(Saved entries)
▼

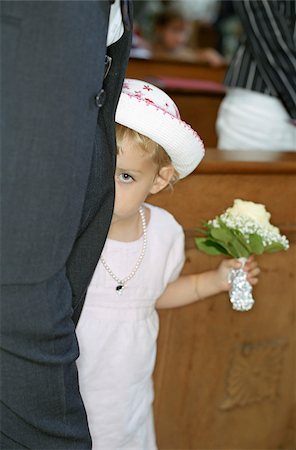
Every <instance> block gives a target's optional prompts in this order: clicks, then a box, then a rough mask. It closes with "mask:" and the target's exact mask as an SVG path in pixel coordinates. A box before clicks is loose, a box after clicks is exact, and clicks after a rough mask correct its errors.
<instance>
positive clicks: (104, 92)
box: [95, 89, 106, 108]
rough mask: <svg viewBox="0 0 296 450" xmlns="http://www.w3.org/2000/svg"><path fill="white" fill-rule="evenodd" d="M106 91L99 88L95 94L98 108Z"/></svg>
mask: <svg viewBox="0 0 296 450" xmlns="http://www.w3.org/2000/svg"><path fill="white" fill-rule="evenodd" d="M105 99H106V92H105V90H104V89H101V90H100V92H99V93H98V94H97V95H96V96H95V104H96V106H97V107H98V108H102V106H103V104H104V103H105Z"/></svg>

▲

* **THE TASK**: Render every line of the records above as a Markdown table with the columns "Row" and "Line," skipping blank lines. Leave the pictures out of the table.

* **RESULT**:
| Row | Line |
|---|---|
| 1 | Every <instance> block gives a target's optional prompts in this order: clicks, then a box, then a rough mask. It closes with "mask:" and the target's exact mask as an SVG path in pixel coordinates. A box before clicks is loose, a box after clicks is exact, and clicks after a rough mask correct its errors. |
| 2 | <instance> |
| 3 | positive clicks: (104, 92) |
| 4 | box: [95, 89, 106, 108] |
| 5 | rough mask: <svg viewBox="0 0 296 450" xmlns="http://www.w3.org/2000/svg"><path fill="white" fill-rule="evenodd" d="M106 91L99 88L95 94L98 108Z"/></svg> |
| 6 | mask: <svg viewBox="0 0 296 450" xmlns="http://www.w3.org/2000/svg"><path fill="white" fill-rule="evenodd" d="M105 99H106V92H105V90H104V89H101V90H100V92H99V93H98V94H97V95H96V96H95V104H96V106H97V107H98V108H102V106H103V104H104V103H105Z"/></svg> |